**Data in this exercise**
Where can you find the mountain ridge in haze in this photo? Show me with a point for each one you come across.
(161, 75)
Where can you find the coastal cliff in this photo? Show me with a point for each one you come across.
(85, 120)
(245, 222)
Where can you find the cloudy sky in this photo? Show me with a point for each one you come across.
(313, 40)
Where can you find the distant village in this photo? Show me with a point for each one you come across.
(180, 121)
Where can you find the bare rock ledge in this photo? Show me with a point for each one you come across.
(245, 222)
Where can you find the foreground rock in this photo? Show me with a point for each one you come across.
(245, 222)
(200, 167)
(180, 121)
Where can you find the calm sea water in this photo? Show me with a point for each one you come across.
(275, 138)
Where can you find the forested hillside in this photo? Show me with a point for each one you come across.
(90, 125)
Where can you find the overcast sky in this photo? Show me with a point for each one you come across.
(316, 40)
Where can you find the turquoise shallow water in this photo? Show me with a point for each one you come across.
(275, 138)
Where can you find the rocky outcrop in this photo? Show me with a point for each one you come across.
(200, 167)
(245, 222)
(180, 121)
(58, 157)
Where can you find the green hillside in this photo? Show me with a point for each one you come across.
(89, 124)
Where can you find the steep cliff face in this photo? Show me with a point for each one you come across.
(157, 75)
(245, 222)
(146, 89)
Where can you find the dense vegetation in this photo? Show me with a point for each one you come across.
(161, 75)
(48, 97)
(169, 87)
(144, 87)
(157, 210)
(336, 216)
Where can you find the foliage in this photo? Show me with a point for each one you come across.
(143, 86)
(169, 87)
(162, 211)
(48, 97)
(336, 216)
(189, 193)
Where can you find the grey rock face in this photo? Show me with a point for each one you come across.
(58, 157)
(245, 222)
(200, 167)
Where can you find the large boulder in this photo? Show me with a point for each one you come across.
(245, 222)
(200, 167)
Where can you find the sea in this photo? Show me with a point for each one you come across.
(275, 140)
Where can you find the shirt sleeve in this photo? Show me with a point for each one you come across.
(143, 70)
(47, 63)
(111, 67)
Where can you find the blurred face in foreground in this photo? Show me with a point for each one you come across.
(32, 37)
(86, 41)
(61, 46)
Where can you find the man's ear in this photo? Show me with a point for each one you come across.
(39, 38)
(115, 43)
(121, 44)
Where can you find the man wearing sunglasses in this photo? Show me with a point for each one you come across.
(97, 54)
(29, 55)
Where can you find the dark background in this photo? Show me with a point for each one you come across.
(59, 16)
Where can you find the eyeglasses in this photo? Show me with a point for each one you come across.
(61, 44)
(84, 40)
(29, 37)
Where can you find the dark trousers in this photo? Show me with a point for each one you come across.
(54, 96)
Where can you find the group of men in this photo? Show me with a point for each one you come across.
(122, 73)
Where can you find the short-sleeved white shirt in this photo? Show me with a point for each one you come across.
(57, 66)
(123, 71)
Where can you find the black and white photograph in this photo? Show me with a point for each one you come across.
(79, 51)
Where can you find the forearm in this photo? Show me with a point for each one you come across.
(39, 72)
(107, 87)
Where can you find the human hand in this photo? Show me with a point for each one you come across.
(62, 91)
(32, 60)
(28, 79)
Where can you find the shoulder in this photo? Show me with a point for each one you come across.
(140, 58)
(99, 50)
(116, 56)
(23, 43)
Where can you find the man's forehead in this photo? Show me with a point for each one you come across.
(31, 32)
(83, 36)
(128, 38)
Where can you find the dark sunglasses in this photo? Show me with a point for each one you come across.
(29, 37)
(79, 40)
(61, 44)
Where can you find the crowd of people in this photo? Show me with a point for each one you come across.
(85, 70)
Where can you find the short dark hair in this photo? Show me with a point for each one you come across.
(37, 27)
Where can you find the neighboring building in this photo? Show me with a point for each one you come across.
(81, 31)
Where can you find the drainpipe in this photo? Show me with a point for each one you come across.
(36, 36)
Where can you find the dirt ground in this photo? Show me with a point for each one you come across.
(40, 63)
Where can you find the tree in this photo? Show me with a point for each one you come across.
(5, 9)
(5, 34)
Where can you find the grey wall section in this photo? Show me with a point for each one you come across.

**Set problem**
Print again the material above, limited to the lines from the one holding "Where can you find the dark trousers" through the last, inclusive.

**Solved exercise**
Where can you find the dark trousers in this photo? Show me with a point for each one you come across.
(54, 96)
Where can you find the group of men in this photo? Show me with a point for each one you come across.
(122, 73)
Where can you find the short-sleeved white shirt in this photo? Show me with a point for each one you come across.
(57, 66)
(123, 71)
Where can you find the black and white photograph in this photo? Show me with a point for each one you come across.
(79, 51)
Where can you find the forearm in this photo? Show me with a point for each one you come across.
(39, 72)
(107, 87)
Where can you find the human hand in this photo? Show me with a point for each one you come across.
(62, 91)
(32, 60)
(28, 79)
Where can you find the shoulder in this photo? Show me with a point for each one you come across.
(140, 58)
(99, 50)
(116, 56)
(23, 43)
Where can you find the man's forehead in this photo? Show me with a point for each one you come across.
(31, 32)
(83, 36)
(128, 38)
Where can you find the dark sunglasses in this photo? Show me with a point for each one you come across.
(29, 37)
(79, 40)
(61, 44)
Where can you find the crowd of people in this photo? Show me with a point for each one you come across.
(85, 70)
Where can you find the short dark hair in this photo? Show me with a point for each one you come across.
(37, 27)
Where can you find the neighboring building in this photo? Show me with a point for each one you come across.
(81, 31)
Where can you find the drainpipe in this photo? Show me with a point for each one you come across.
(36, 36)
Where can you find the dirt ground in this photo? Show me with a point for each one you come across.
(40, 63)
Where can you find the tree in this photo? Show me with a point for each one you come across.
(5, 9)
(5, 34)
Where can you find the grey wall section in this photo? Show me with a point for each one you come across.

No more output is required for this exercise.